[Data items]
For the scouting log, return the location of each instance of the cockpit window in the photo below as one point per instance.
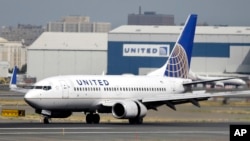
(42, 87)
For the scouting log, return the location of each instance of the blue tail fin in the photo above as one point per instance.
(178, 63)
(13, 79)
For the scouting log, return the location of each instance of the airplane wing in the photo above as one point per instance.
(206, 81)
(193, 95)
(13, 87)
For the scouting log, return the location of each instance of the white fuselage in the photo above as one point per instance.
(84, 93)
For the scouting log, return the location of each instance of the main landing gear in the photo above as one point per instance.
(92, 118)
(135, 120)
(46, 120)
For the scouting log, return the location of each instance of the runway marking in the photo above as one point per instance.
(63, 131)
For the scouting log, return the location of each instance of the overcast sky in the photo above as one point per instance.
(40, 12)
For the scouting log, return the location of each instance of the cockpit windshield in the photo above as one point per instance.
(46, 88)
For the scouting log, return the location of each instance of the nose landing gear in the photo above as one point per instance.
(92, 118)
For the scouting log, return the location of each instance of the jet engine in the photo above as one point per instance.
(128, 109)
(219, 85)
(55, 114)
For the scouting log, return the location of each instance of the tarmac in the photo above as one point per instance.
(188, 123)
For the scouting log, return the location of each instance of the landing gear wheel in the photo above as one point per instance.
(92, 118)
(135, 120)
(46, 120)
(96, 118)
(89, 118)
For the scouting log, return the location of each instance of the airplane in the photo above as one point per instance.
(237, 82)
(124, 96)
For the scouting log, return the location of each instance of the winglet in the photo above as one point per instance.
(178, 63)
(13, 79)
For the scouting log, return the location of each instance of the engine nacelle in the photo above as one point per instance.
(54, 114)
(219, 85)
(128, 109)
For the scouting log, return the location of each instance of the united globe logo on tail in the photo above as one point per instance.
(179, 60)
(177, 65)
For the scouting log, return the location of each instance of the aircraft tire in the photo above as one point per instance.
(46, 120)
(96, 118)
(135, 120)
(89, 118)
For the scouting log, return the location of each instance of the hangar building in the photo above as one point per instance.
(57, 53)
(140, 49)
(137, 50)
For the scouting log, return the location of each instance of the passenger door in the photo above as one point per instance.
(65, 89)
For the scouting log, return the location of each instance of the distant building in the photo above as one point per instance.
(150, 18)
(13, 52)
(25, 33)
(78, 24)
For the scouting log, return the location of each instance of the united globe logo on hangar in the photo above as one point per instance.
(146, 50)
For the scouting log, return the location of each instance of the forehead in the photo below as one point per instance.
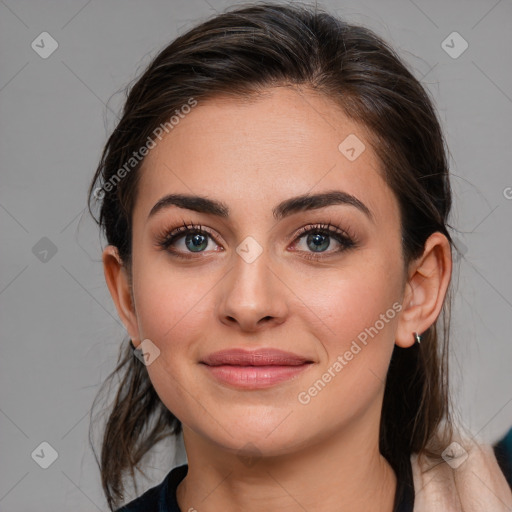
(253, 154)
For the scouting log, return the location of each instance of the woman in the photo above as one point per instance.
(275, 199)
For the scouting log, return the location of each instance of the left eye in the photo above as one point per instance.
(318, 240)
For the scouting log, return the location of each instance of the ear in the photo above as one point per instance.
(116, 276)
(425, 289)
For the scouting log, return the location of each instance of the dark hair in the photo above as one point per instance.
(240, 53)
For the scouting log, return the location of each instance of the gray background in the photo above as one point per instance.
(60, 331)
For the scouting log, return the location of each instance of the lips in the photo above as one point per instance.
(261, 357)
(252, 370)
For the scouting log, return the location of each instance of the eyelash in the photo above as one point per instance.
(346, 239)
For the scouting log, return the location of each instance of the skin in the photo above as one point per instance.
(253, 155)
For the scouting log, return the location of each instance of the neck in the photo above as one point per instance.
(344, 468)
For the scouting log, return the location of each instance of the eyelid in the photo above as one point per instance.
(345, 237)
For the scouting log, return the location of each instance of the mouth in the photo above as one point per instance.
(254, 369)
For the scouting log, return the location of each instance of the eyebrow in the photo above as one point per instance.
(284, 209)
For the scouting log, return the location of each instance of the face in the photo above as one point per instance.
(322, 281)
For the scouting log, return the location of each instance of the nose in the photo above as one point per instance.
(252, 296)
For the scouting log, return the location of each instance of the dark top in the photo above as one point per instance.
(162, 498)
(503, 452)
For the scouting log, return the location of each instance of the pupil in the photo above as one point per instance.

Work required: Your answer should hold every record above, printed exactly and free of pictures.

Written answer:
For the scouting log, return the location of each instance of the cockpit window in the photo below as one point per instance.
(42, 87)
For the scouting log, return the location of each instance of the blue tail fin in the photo above as one point per instance.
(178, 63)
(13, 79)
For the scouting log, return the location of each instance of the airplane wing in the photo above as one point per instance.
(206, 81)
(193, 95)
(13, 87)
For the scouting log, return the location of each instance of the white fuselage in the photo above as one point per instance.
(84, 93)
For the scouting log, return the location of each instance of the main landing gear in the photo above as one point per instance.
(92, 118)
(135, 120)
(46, 120)
For the scouting log, return the location of each instance of the runway marking in the photo above as one point per instance.
(63, 131)
For the scouting log, return the location of each instance of the overcast sky in the photo above as one point per instance.
(40, 12)
For the scouting log, return the location of each instance of the cockpit windshield in the photo above as one point per instance.
(46, 88)
For the scouting log, return the location of each instance of the nose landing gear in the photo above as one point per instance.
(92, 118)
For the scouting log, return the location of each instance of the jet engine in the photo above as one point per instance.
(128, 109)
(219, 85)
(55, 114)
For the scouting log, return the location of each instance of the tarmac in the photo above as one point per instance.
(188, 123)
For the scouting log, return the location of each instance of the landing gear wheel in the photo above as one point per instance.
(92, 118)
(135, 120)
(46, 120)
(96, 118)
(89, 118)
For the scouting log, return the location of each instance of the airplane in the photo above as one point per instance.
(237, 82)
(124, 96)
For the scouting log, return the location of each instance of the winglet in the photo above as one point per instance.
(178, 63)
(13, 79)
For the scouting log, return the location of each instance of the engine nacelle in the photo above as one point per instance.
(54, 114)
(219, 85)
(128, 109)
For the scouting log, return the location of each instance of the united globe logo on tail in the photo above as one point per instance.
(179, 60)
(177, 65)
For the scouting log, return the location of each instance of the aircraft tire in the photo above as one point per instance.
(46, 120)
(96, 118)
(135, 120)
(89, 118)
For the scouting log, return the location of each instance of the hangar building in the photo above as one point per instance.
(57, 53)
(140, 49)
(137, 50)
For the scouting log, return the location of each instance of the passenger door in the photo above as one point per instance.
(65, 89)
For the scouting log, return the location of each instance of the distant building in the photo above as one point per instance.
(150, 18)
(13, 52)
(25, 33)
(78, 24)
For the scouting log, return the location of each instance of the united globe logo on hangar in the photo above as one point per instance.
(146, 50)
For the scouting log, return the location of each instance of the forehead in the photo below as one point per instance.
(253, 154)
For the scouting log, return the location of each instance of the woman in the photo above as one point per instance.
(275, 199)
For the scouting log, return the location of each instance of the left eye in the photo above as one point per instance.
(318, 240)
For the scouting log, return the location of each instance of the ear in the photo above as one point per instance.
(116, 276)
(425, 289)
For the scouting log, return the location of each instance of the dark hair in the photo above as one point per instance.
(240, 53)
For the scouting log, return the location of each instance of the gray background in the photo above as one point per instance.
(60, 331)
For the scouting log, return the location of each instance of the lips in the photo above as one point per instance.
(261, 357)
(252, 370)
For the scouting log, return the location of each instance of the eyelash in the photo above as one point per instance.
(346, 239)
For the scouting log, return the location of each instance of the skin in the photo above as one point per instance.
(253, 155)
For the scouting log, return the location of each instance of the neck in the photo above as one point per instance.
(344, 468)
For the scouting log, return the location of each instance of the eyelid in the photo above as one point per instance.
(345, 237)
For the scouting log, return the location of each instance of the mouth in the photo above as one point per instance.
(254, 369)
For the scouting log, return the location of each instance of the eyebrow in the photo above as one point per instance.
(284, 209)
For the scouting log, return the location of each instance of the face in the photo above as one point per instance.
(322, 281)
For the scouting log, return the location of each instance of the nose in the photo above as one point per instance.
(252, 296)
For the scouting log, return the location of each instance of the dark top in the photo above as one point per instance.
(162, 498)
(503, 452)
For the scouting log, return the location of each instance of the pupil in the photo above as one point per instance.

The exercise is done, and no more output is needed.